>> start Document text

Bhanumathi – The forgotten wife

All of us are well aware of the wives of the Pandava brothers, at least Draupadi for sure and to a lesser extent Bhima’s wife Hidimba [Link to earlier posts with her stories, Link 1, Link 2] and Arjuna’s wife Subhadra, the mother of the ill-fated Abhimanyu [Link to earlier posts with his stories, Link1, Link 2]. But, how many of us have ever spared a thought to whether Duryodhana was married, whether he had a wife. This post shall try and provide a few more details of this forgotten wife of Duryodhana.

BhanumathiDuryodhana was married to Bhanumathi, the daughter of Bhagadatta, the king of Pragjyotishya. While not much more is known about her, some versions of the Mahabharata state that Bhanumathi was one person who raised severe objections to Draupadi’s treatment after the game of dice when Duhshasana tried to disrobe her in the Kaurava court. Legend has it that Draupadi’s temper was ferocious and fearing that this foul temper of hers would cause immediate destruction to Duryodhana and his brothers, Bhanumathi is said to have come running to Draupadi’s aid and requesting Duryodhana to stop this humiliation meted out to her.

Another incident where Bhanumathi finds a mention in this great epic is to provide an example of some of Duryodhana’s positive traits. Apparently in one instance, Bhanumathi and Karna were playing a game of dice where the stakes were substantial materially. As the game progressed, it became evident that Karna was winning.

Just then Duryodhana entered the chamber where Karna had his back to the door and could not see him come in. Seeing her husband come in, Bhanumathi stood up as a mark of respect as was the norm for a married woman. Karna, however, mistook her to be trying to escape the embarrassment of certain defeat in the game, and snatched at her drape which was embedded with pearls.

The thread of the drape snapped and all the pearls fell to the floor. Bhanumathi was quite stunned and did not quite know how to react to the situation. For all practical purposes, Duryodhana had every reason to misunderstand her and Karna’s behavior which looked extremely offensive and insensitive. Sensing her discomfort, Karna turned around to see what she was looking at and immediately noticed his friend walking into the chamber. He was also shocked as he realized what the scene would look like to Duryodhana. He mentally prepared himself for the inevitable consequences knowing fully well that the scene would enrage his friend beyond control.

>> end Document text

- _Set task A_: Pull out each line of the entries that contains the word "dress".

>> start Information supplied

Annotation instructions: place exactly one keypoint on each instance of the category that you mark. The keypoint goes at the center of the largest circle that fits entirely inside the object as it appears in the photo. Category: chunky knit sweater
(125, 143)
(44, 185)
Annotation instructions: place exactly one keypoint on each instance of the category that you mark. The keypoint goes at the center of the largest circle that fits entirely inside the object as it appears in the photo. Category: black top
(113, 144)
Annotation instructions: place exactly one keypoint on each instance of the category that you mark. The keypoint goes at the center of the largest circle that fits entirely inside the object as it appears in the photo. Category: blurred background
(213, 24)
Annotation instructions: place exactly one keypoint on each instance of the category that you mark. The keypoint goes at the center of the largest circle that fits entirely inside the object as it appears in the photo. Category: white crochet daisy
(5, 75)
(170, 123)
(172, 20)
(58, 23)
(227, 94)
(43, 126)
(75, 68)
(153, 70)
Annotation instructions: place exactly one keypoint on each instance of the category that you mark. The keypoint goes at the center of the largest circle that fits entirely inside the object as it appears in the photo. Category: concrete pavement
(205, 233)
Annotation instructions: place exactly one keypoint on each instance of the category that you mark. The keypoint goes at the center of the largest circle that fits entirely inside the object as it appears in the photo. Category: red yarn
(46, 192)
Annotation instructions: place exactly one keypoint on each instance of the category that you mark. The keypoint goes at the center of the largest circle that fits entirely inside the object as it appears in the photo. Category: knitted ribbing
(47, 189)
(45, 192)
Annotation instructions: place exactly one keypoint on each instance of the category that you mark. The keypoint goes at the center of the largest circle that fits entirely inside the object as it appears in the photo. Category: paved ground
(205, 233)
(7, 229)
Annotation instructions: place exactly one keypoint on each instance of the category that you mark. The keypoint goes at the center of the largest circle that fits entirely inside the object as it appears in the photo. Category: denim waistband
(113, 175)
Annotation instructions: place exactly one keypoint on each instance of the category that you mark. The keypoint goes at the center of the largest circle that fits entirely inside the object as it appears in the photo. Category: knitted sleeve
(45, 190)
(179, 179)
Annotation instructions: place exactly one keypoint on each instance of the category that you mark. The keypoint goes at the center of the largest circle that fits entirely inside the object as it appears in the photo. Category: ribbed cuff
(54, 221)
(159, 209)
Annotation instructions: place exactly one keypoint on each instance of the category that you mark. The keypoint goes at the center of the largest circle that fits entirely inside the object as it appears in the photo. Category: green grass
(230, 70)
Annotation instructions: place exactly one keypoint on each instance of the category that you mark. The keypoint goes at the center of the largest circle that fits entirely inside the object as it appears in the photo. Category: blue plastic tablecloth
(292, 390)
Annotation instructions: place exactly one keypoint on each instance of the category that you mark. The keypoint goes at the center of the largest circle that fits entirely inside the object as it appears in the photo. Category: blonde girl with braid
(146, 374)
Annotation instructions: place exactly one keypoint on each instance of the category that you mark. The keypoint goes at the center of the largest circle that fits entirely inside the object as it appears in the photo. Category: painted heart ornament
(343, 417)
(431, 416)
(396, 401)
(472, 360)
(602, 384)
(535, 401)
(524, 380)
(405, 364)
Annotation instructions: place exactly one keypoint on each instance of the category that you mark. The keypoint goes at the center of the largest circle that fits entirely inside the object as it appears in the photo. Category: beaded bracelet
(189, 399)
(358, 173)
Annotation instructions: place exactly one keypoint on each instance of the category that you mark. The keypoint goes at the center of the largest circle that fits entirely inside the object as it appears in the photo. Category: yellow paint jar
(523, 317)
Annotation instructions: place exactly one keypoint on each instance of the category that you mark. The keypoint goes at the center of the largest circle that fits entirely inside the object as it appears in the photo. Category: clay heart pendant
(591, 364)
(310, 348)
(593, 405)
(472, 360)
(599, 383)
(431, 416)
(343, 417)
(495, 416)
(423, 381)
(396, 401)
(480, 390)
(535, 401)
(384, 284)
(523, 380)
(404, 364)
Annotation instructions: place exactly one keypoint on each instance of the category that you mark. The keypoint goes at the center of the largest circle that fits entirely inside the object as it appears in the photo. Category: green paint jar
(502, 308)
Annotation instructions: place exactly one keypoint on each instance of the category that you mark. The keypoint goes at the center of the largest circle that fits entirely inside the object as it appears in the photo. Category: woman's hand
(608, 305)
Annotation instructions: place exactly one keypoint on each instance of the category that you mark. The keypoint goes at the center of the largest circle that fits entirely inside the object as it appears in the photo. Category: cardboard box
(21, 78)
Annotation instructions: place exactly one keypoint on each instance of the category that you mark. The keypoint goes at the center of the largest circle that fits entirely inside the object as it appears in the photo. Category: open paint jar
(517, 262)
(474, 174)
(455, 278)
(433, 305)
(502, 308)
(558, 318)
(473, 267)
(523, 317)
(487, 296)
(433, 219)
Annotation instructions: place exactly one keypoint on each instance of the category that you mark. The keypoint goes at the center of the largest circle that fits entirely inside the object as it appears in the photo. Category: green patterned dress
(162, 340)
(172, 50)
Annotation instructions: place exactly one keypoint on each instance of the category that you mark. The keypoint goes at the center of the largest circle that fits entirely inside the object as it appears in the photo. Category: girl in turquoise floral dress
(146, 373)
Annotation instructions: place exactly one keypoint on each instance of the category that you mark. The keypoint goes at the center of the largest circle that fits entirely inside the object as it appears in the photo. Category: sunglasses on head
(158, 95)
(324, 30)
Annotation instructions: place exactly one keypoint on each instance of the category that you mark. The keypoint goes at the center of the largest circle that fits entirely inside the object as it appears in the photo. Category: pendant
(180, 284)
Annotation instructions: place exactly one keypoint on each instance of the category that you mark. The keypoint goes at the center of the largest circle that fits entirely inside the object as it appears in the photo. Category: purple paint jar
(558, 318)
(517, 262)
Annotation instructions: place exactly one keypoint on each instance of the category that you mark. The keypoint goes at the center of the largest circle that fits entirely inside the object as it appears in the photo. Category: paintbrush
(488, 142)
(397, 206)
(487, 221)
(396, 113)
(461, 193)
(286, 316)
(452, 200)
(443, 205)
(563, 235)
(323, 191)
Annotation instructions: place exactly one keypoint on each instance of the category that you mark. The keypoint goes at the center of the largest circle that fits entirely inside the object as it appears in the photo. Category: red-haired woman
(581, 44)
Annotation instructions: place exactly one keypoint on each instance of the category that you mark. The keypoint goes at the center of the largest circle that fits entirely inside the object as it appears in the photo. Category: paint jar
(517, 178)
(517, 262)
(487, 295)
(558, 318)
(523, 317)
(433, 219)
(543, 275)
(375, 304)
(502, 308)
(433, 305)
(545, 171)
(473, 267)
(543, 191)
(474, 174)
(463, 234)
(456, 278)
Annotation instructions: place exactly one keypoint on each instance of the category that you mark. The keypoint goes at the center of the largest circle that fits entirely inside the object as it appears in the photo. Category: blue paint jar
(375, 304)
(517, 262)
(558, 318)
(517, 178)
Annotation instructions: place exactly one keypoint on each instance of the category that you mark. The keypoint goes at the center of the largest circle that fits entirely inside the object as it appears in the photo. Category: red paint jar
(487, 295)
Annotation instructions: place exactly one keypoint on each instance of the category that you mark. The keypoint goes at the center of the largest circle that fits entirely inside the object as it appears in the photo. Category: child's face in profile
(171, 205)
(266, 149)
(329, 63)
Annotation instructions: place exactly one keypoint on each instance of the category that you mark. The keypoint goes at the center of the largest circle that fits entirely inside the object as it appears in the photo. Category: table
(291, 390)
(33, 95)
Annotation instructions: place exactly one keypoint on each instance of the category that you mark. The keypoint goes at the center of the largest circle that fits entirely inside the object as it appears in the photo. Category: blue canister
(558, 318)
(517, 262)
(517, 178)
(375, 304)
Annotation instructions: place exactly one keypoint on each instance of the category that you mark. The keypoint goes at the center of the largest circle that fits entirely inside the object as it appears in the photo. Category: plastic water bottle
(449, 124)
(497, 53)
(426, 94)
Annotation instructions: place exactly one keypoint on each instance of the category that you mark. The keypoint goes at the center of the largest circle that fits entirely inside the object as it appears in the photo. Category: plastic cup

>> end Information supplied

- _Set task B_: Translate this sentence from the post on Bhanumathi into Spanish: "The thread of the drape snapped and all the pearls fell to the floor."

- _Complete response A_:
Annotation instructions: place exactly one keypoint on each instance of the category that you mark. The keypoint goes at the center of the largest circle that fits entirely inside the object as it appears in the photo. Category: green patterned dress
Annotation instructions: place exactly one keypoint on each instance of the category that you mark. The keypoint goes at the center of the largest circle that fits entirely inside the object as it appears in the photo. Category: girl in turquoise floral dress

- _Complete response B_: El hilo del manto se rompió y todas las perlas cayeron al suelo.